Zuletzt stellte sich dann die Antifa Kritik und Klassenkampf (akk) vor. Hervorgegangen ist die Gruppe 2014 aus der Gruppe Campus Antifa. Sie hat noch kein fest ausgeprägtes inhaltliches Profil, dieses verändere sich laufend. Das Selbstverständnis speist sich aber entscheidend aus der Erfahrung mit den Krisenprotesten seit 2009: die Kämpfe mit anderen Gruppen und Arbeiter_innen in sozialrevolutionären Krisenbündnissen seien zwar wichtig gewesen – insbesondere einmal auf die Straße zu gehen und seinem Unmut Luft zu machen, aber wenn man schlicht so weiter mache, dann komme es gar nicht zu einem Eingriff in die Prozesse der Krise. Diese Beobachtung habe eine lange, bisher noch nicht beendete Strategiedebatte angestoßen. Deren bisheriges Fazit ist, so der Vertreter der akk, dass es das Problem der meisten radikalen linken Gruppen sei, immer an ihrer eigenen Subjektivität vorbei Politik zu machen – weil sie sich nie selbst als Lohnabhängige begreifen, die in ihrem eigenen Arbeitsleben und in ihren eigenen Familienverhältnissen konkret von kapitalistischen Verhältnissen betroffen sind. Neben den linken Gruppen fänden dann die gewerkschaftlichen Kämpfe um bessere Arbeitsbedingungen statt. Die Problematik dieser Konstellation, die es politisch zu begreifen gelte, sei,, dass den, in die konkreten Arbeitskämpfe Involvierten meist eine Einordnung ihres Kampfes in den gesellschaftlichen Zusammenhang fehle und dass sie auch kein wirkliches kritisches Verständnis von Gesellschaft hätten; während die Seite radikaler linker Gruppen zwar meist ein solches Verständnis hätte, aber keine treibende Kraft in den Arbeitskämpfen sei und die Perspektive von Arbeiter_innen auch gar nicht einnehmen würde: der einen Seite fehlt, was die andere hat – und vice versa. In Folge dieser problematischen Konstellation versucht die akk einen Rückblick auf die Geschichte der Linken und stellt sich die Frage, wo es historisch zu Fehlentscheidungen und -entwicklungen der Linken gekommen ist und an welche guten Ansätze man heute anschließen kann.

Nach dieser Vorstellungsrunde richtete die Moderation die Frage an die Gruppen, ob sie versuchen, ihre Kritik nach außen zu richten, etwa indem sie direkt in Alltagskämpfe intervenieren, und ob sie dabei eine bestimmte Zielgruppe hätten oder sich prinzipiell an alle richten; und wenn ja, ob hier nicht die Gefahr einer politischen Unterwanderung bestehe. Die Vertreterin des unter_baus antwortete hierauf, dass es genau der Ansatz ihrer Gewerkschaft sei, in die Alltagskämpfe zu intervenieren – etwa bei Konflikten um Arbeitsbedingungen. Diese Kämpfe gelte es nicht nur arbeitsrechtlich und tarifpolitisch zu führen sondern auch explizit zu politisieren bzw. als politische Konflikte für die Akteure lesbar zu machen. Infolge der spezifischen basisdemokratischen Organisationsform und auch weil der unter_bau dezidiert bestimmte Ziele und ein spezifisches Programm hat, besteht nicht die Gefahr, so die Vertreterin, dass sich reaktionäre oder konservative Kräfte breit machen. Ob der unter_bau in den konkreten Kämpfen radikaler oder ‚reformistisch‘ agieren werde, hänge letztlich vom spezifischen Verlauf der Kämpfe und von den jeweiligen Akteur_innen darin ab. Da der unter_bau nicht die Vorstellung vertrete, dass plötzlich der große revolutionäre Coup zu landen sei, und eine radikalere Transformation auch nur gelingen könne, wenn eine entsprechend weitreichende alternative Struktur etabliert sei, müsse man zunächst in kleineren Schritten vorgehen und versuchen, erst einmal die Arbeitskämpfe zu politisieren.

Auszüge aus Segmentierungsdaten
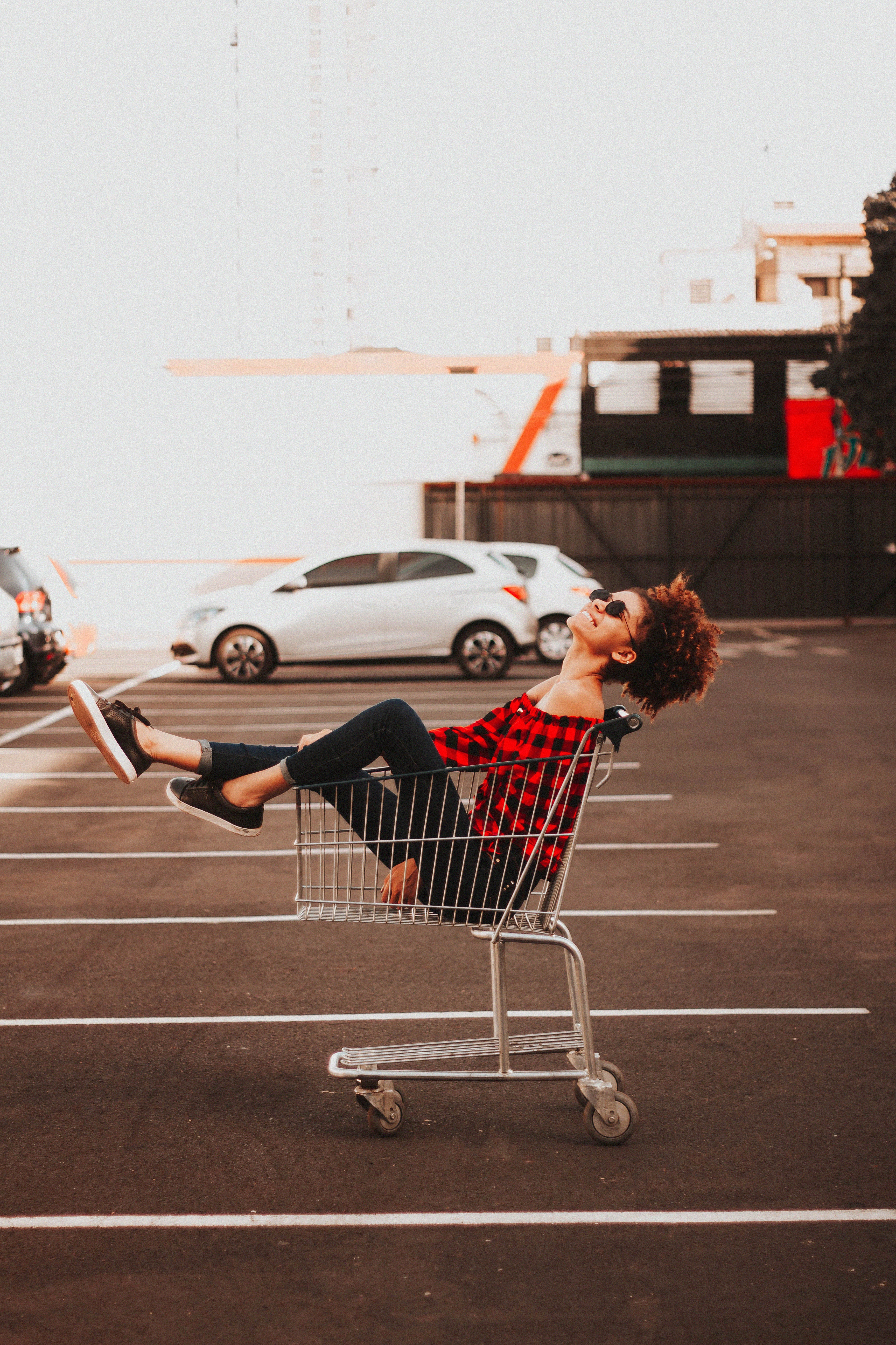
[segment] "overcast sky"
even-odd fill
[[[322,7],[334,79],[343,4]],[[309,5],[7,0],[3,17],[4,537],[39,480],[69,555],[283,547],[290,490],[310,499],[340,463],[359,479],[332,393],[173,387],[161,366],[309,350]],[[860,218],[896,168],[892,0],[379,0],[371,31],[382,344],[625,325],[662,249],[728,246],[742,208],[780,195]],[[363,398],[352,414],[364,440]],[[247,488],[267,444],[283,488]],[[250,519],[224,549],[234,499]]]

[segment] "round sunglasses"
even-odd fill
[[[588,593],[588,601],[606,603],[603,611],[607,613],[607,616],[622,617],[622,620],[625,621],[626,631],[629,632],[629,644],[637,652],[638,646],[634,642],[634,635],[631,633],[631,627],[629,625],[629,619],[626,616],[629,608],[625,605],[623,600],[621,597],[613,597],[610,589],[592,589]]]

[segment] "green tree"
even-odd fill
[[[865,199],[872,273],[853,280],[864,305],[853,313],[826,369],[813,382],[842,401],[861,436],[865,461],[896,467],[896,174]]]

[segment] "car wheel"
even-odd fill
[[[513,663],[513,639],[500,625],[486,621],[467,625],[454,642],[454,659],[463,677],[488,682],[504,677]]]
[[[544,663],[563,663],[571,644],[572,631],[567,625],[566,616],[556,613],[541,617],[535,648]]]
[[[274,646],[251,625],[238,625],[215,646],[215,666],[224,682],[263,682],[277,666]]]

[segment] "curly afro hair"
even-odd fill
[[[638,656],[625,674],[619,670],[621,681],[625,677],[623,690],[652,720],[676,701],[703,701],[721,663],[716,650],[721,631],[688,581],[688,574],[677,574],[672,584],[633,589],[645,615],[637,631]]]

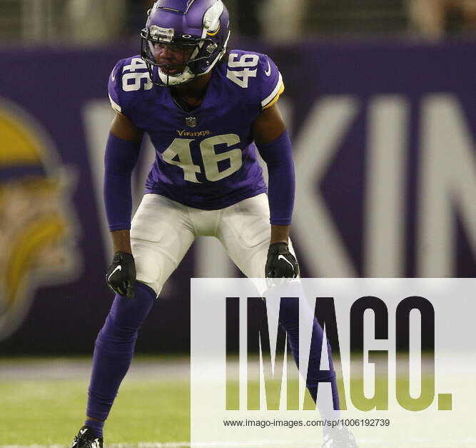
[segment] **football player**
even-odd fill
[[[75,448],[102,447],[139,327],[196,237],[218,238],[248,277],[299,274],[289,241],[294,167],[277,106],[284,90],[277,66],[265,54],[227,51],[221,0],[158,0],[141,36],[141,54],[119,61],[109,79],[116,115],[106,148],[104,201],[115,254],[106,278],[116,297],[96,341],[87,418]],[[131,174],[145,132],[156,158],[131,222]],[[256,149],[267,164],[268,189]],[[295,301],[282,300],[280,324],[295,349],[298,316]],[[316,319],[313,332],[306,384],[315,400],[318,382],[330,382],[330,413],[338,407],[335,374],[319,369]],[[298,361],[297,350],[293,355]],[[344,429],[325,435],[328,448],[339,438],[345,443],[338,448],[354,446]]]

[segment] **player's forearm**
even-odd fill
[[[110,134],[104,157],[104,206],[111,232],[131,228],[131,176],[140,144]]]
[[[111,232],[112,237],[114,253],[127,252],[132,254],[131,249],[131,234],[128,229],[115,230]]]
[[[271,240],[270,244],[274,243],[286,243],[289,241],[289,230],[290,226],[278,226],[271,224]]]
[[[272,231],[272,236],[276,234],[278,238],[285,237],[287,239],[293,216],[295,189],[289,135],[285,131],[275,141],[258,145],[258,149],[268,166],[268,199],[271,224],[276,229],[287,228],[287,233],[284,230],[275,230]]]

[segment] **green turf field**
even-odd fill
[[[86,381],[0,384],[0,445],[66,444],[81,426]],[[190,439],[186,382],[125,381],[105,428],[108,443]]]
[[[151,444],[148,445],[151,448],[188,446],[190,387],[186,359],[182,359],[176,369],[174,361],[169,360],[169,370],[165,373],[161,359],[142,362],[155,370],[146,374],[143,372],[141,374],[131,372],[126,377],[105,427],[106,446],[114,444],[118,448],[119,444],[123,444],[131,448],[138,446],[139,442]],[[61,371],[54,374],[56,366],[54,362],[49,377],[44,360],[42,373],[36,377],[35,362],[24,360],[18,365],[24,363],[27,373],[25,377],[22,375],[11,377],[11,377],[8,378],[8,375],[2,375],[5,362],[11,364],[12,362],[0,359],[0,448],[32,445],[69,447],[83,422],[90,360],[84,361],[83,370],[76,373],[73,371],[72,374],[70,372],[64,377]],[[133,364],[133,367],[139,367],[139,373],[141,363],[141,360],[135,361]],[[429,380],[424,377],[424,387]],[[383,387],[380,379],[378,379],[376,385],[378,388]],[[398,381],[397,387],[403,385],[403,382]],[[275,389],[275,397],[278,397],[280,384],[271,382],[270,386],[268,392],[273,394]],[[236,397],[233,393],[233,389],[237,387],[236,382],[231,382],[228,387],[232,391],[231,396]],[[252,394],[255,397],[258,384],[252,387],[255,389]],[[229,404],[231,407],[228,409],[233,409],[236,403]]]

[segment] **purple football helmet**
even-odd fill
[[[141,56],[158,86],[181,84],[210,71],[226,51],[228,11],[221,0],[158,0],[141,31]],[[158,51],[182,52],[180,63]]]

→ **Aufgaben**:
**a)** Erläutern Sie in ein bis drei Sätzen, weshalb der unter_bau laut seiner Vertreterin im Textauszug über die linken Gruppen zunächst in kleineren Schritten vorgehen will.
**b)** Führen Sie den Textauszug über die linken Gruppen im Anschluss an seinen letzten Satz weiter.

→ **Lösungen**:
**a)** Der unter_bau geht nicht davon aus, dass plötzlich der große revolutionäre Coup zu landen ist. Eine radikalere Transformation kann seiner Auffassung nach nur gelingen, wenn eine entsprechend weitreichende alternative Struktur etabliert ist. Deshalb sollen zunächst die Arbeitskämpfe politisiert werden.

**b)**
Die Antifa Kritik und Klassenkampf versuche auch, so der Vertreter der Gruppe, in die alltäglichen Konflikte zu intervenieren, allerdings eher in die Diskurse der radikalen Linken: indem man die Frage stellt, was die Anforderungen an eine radikale linke Politik wären und wie diese handlungsfähig werden könnte.

Die Feministischen Philosoph_innen verstehen ihre Praxis ebenfalls als Intervention in Alltagskämpfe, wobei das Ziel hierbei immer eine Kritik und Destruktion des Patriarchats ist. Insbesondere an der Universität treffe man täglich auf Sexismus in konkreter und struktureller Form. Gerade der Umstand, dass das Eintreten für feministische Lehrinhalte im Fachbereich ständig gerechtfertigt werden müsse, sei ein deutliches patriarchales Zeichen. Allgemein gelte es in jeder politischen Auseinandersetzung für das Bewusstsein der Vergeschlechtlichung einzutreten, ähnlich dem Klassenbewusstsein.

Nach dieser ersten Podiumsrunde wurde nun die Diskussion für Fragen aus dem Publikum geöffnet. In den meisten Wortmeldungen wurde danach gefragt, ob die Gruppen jenseits des politischen Engagements an der Hochschule die gesellschaftlichen und politischen Umbrüche überhaupt wahrnehmen und ob man die eigene politische Arbeit damit irgendwie in Beziehung setze.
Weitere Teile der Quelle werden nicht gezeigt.